● **What is being asked**:
Pick out every line in the entries that contains the string "strip". Copy each of those lines in full.

● **Provided records**:
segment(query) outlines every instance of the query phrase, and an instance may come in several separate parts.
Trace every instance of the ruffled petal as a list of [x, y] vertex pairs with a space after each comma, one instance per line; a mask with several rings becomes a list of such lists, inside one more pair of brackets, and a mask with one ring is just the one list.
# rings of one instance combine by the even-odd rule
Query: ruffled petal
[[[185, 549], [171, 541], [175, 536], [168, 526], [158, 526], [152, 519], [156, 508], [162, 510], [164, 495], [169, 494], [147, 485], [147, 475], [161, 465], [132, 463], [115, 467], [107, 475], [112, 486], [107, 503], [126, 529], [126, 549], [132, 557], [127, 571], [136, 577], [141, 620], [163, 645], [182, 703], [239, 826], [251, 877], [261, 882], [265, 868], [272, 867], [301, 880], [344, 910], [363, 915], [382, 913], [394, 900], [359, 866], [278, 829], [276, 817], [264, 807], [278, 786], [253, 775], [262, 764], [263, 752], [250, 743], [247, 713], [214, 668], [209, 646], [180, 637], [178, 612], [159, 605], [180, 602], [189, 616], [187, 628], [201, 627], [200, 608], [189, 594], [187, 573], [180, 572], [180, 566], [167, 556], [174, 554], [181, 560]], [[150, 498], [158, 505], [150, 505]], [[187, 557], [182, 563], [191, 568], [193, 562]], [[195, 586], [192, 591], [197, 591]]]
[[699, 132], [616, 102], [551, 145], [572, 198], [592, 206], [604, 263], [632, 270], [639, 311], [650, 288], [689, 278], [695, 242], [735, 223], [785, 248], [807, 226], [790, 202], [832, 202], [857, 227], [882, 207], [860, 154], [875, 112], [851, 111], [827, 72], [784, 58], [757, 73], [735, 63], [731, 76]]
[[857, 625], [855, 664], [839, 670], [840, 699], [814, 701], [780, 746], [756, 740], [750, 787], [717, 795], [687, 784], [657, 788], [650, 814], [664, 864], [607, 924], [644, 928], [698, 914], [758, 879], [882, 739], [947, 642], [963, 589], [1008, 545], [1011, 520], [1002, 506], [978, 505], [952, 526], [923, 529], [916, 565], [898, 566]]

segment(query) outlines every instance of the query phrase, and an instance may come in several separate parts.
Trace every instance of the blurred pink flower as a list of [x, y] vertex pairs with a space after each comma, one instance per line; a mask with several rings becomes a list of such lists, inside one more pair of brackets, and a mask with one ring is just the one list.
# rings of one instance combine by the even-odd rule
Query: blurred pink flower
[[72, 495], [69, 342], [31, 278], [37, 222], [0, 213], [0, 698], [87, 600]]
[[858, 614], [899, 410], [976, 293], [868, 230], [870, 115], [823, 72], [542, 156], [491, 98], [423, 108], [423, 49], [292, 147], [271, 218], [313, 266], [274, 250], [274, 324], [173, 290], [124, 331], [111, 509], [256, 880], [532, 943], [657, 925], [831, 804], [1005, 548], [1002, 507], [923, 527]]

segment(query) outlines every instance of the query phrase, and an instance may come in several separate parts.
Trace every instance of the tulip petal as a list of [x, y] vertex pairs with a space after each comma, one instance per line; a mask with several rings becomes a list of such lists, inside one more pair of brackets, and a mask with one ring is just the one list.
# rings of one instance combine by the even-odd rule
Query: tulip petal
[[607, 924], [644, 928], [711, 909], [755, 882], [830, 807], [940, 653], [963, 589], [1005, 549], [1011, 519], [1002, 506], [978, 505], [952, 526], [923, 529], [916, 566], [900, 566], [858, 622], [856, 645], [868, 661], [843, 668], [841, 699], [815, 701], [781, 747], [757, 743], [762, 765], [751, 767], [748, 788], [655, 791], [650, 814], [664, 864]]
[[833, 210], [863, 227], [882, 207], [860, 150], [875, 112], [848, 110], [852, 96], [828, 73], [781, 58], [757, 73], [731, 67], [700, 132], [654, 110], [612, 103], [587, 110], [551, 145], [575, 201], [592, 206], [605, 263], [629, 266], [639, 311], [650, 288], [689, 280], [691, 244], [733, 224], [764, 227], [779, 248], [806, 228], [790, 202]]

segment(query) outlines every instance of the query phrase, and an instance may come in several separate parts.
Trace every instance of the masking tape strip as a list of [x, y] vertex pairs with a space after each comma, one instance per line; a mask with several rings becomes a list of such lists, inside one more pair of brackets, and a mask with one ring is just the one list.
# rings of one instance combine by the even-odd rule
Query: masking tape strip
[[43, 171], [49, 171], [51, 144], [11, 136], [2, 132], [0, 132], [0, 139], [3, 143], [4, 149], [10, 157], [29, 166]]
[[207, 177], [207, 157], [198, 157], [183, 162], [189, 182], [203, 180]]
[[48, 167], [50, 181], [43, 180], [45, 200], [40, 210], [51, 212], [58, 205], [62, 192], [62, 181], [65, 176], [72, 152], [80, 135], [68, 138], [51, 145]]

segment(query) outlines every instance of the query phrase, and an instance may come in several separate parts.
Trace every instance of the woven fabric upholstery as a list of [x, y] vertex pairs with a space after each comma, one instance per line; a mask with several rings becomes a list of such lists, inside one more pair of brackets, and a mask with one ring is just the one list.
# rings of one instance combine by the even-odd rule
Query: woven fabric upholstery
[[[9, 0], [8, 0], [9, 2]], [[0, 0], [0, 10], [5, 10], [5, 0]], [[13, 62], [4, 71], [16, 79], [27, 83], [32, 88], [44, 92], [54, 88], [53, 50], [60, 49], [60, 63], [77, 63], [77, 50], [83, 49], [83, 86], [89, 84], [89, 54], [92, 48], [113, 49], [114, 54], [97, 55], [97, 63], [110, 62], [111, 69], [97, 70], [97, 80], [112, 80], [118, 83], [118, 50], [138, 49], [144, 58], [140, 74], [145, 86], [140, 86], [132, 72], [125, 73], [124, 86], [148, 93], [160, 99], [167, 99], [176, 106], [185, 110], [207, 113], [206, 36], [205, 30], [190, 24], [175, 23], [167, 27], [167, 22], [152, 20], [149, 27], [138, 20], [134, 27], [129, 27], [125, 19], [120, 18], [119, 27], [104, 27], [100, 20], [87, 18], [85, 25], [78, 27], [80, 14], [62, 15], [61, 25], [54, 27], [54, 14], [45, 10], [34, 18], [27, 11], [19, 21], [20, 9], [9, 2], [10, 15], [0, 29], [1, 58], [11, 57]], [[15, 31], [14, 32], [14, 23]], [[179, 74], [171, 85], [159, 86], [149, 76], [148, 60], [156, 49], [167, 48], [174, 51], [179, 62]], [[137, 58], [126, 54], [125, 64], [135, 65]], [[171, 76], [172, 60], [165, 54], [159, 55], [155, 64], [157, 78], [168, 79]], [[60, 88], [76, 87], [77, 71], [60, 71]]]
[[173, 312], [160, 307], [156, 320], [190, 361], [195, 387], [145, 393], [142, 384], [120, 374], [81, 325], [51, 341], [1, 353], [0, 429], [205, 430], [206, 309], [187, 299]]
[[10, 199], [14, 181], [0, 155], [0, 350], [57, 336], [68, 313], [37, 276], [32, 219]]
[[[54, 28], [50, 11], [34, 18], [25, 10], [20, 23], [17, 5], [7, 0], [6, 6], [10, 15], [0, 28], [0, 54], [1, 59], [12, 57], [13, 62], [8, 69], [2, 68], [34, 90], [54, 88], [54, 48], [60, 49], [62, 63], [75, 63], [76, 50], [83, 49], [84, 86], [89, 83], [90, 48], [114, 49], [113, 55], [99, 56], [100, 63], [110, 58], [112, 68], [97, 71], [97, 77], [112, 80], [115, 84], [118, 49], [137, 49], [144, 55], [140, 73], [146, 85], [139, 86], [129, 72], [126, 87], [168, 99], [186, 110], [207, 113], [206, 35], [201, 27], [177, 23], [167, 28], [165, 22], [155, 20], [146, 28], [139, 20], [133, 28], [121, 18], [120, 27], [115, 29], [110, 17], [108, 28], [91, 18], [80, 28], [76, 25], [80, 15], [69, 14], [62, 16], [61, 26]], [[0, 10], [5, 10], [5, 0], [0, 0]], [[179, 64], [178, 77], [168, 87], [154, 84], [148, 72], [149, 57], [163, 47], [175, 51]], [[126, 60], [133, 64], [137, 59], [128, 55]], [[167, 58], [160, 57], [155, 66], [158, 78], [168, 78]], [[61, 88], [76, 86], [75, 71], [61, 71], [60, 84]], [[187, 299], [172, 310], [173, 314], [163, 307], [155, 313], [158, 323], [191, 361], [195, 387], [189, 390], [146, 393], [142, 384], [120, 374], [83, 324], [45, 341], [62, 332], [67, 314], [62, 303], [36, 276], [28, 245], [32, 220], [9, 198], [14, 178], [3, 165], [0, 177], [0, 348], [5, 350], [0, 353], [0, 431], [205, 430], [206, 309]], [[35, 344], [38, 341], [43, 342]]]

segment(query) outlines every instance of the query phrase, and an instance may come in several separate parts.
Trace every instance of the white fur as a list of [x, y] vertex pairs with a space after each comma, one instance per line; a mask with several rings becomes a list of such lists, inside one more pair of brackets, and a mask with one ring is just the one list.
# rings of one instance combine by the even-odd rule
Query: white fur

● **Final answer**:
Trace every instance of the masking tape strip as a list of [x, y] vertex pairs with a space after each comma, one instance per line; a mask with several rings becomes a list of such lists, inside one more pair of brackets, and a mask with one ring is just the one list.
Query: masking tape strip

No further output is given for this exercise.